* What you have to do:
Could you output each of the records below again, unchanged and in full?

^^^^

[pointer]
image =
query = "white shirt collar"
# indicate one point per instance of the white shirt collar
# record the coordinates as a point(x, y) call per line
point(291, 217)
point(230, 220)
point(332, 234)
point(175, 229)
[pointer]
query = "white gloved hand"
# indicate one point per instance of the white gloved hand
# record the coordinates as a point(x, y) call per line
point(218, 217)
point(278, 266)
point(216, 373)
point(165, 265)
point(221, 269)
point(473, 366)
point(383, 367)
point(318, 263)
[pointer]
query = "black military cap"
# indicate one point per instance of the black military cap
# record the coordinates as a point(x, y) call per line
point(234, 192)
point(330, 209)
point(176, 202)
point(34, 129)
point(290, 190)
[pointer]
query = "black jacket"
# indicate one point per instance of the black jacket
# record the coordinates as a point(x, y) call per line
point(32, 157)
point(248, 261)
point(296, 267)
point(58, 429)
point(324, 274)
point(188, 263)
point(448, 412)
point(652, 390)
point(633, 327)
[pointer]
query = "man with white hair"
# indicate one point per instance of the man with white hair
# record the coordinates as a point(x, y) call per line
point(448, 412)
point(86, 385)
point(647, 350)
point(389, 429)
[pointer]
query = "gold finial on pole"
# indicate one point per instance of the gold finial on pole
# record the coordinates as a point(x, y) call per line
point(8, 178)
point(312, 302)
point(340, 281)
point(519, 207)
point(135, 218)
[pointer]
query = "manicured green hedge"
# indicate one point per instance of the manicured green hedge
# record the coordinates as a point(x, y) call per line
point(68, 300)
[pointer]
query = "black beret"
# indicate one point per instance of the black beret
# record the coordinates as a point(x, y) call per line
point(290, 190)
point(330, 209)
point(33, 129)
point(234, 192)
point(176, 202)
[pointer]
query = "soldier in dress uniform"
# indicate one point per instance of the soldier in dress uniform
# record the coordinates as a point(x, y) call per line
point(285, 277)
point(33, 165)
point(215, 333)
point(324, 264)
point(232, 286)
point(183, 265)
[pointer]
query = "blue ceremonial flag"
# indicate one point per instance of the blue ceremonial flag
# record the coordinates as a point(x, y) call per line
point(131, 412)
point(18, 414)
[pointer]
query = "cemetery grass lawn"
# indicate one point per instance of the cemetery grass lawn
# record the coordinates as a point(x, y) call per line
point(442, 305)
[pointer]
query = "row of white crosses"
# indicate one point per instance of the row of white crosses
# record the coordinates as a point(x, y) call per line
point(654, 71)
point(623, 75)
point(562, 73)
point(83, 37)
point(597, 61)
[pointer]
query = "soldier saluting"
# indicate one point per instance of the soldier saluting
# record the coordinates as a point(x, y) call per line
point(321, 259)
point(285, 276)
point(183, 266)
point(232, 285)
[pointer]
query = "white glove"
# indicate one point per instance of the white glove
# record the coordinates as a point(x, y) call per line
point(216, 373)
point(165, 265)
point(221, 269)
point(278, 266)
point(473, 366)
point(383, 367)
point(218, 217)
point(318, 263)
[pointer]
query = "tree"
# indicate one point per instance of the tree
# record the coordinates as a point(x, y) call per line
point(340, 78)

^^^^

* Response to this task:
[pointer]
image =
query = "white shirt collar"
# indicate one point per instance of the white shirt collar
# record the coordinates as a point(x, y) call per line
point(291, 217)
point(230, 220)
point(332, 234)
point(175, 229)
[pointer]
query = "white gloved hand"
# indicate one point per instance of the white gloved hand
# record the coordinates as a point(x, y) call per line
point(218, 217)
point(278, 266)
point(216, 373)
point(165, 265)
point(221, 269)
point(473, 366)
point(383, 367)
point(318, 263)
[pointer]
query = "black military cap"
# indicate one point per instance of the black military cap
# record the coordinates as a point(x, y) call per line
point(234, 192)
point(330, 209)
point(176, 202)
point(34, 129)
point(290, 190)
[pointer]
query = "black jacket"
# indicate one point per instance of the black jacket
# record the coordinates as a point(x, y) call per line
point(32, 157)
point(248, 261)
point(296, 267)
point(58, 429)
point(324, 274)
point(188, 263)
point(448, 412)
point(652, 390)
point(633, 327)
[pointer]
query = "man with white hair"
# indicate one point per instance of the man with white hair
# record the coordinates as a point(x, y) call per line
point(448, 412)
point(86, 385)
point(647, 350)
point(389, 429)
[pointer]
query = "gold finial on pole"
# indicate one point per instance of the gold finial on pole
# record the coordinates as a point(x, y) call per line
point(8, 178)
point(312, 302)
point(340, 281)
point(519, 207)
point(135, 218)
[pointer]
query = "manicured green hedge"
# indicate one point per instance of the manicured green hedge
# record the coordinates as a point(x, y) call per line
point(68, 300)
[pointer]
query = "black beret"
# indicate one point per instance of the black beret
# record the coordinates as a point(x, y) call per line
point(290, 190)
point(330, 209)
point(33, 129)
point(234, 192)
point(176, 202)
[pointer]
query = "soldier in dress uniform"
# indicate one point per instance of the soldier in dress uniform
# record the coordinates as a point(x, y) call per line
point(285, 277)
point(33, 165)
point(215, 333)
point(324, 264)
point(232, 286)
point(183, 265)
[pointer]
query = "blue ceremonial flag"
# indicate one point per instance of the blue ceremonial flag
# record the coordinates as a point(x, y) call per line
point(131, 412)
point(18, 414)
[pointer]
query = "cemetery grass lawn"
# indicate one point per instance of the cemetery grass lawn
# record the coordinates as a point(x, y) call per line
point(442, 305)
[pointer]
query = "row of white crosses"
# indicate one point per instance of the row of white crosses
# record the coordinates as a point(x, y) call per line
point(654, 71)
point(623, 75)
point(562, 73)
point(83, 37)
point(597, 61)
[pointer]
query = "soldier saluting"
# indicate one point per instance of the soldier saluting
# record the coordinates as a point(x, y) call per line
point(321, 259)
point(285, 276)
point(183, 266)
point(232, 285)
[pointer]
query = "white glove"
# indicate one point per instance of the white glove
# record the coordinates as a point(x, y) call per line
point(216, 373)
point(165, 265)
point(221, 269)
point(278, 266)
point(473, 366)
point(383, 367)
point(218, 217)
point(318, 263)
[pointer]
query = "tree"
# indicate one point per instance of the tree
# record the coordinates as a point(x, y) call per line
point(340, 78)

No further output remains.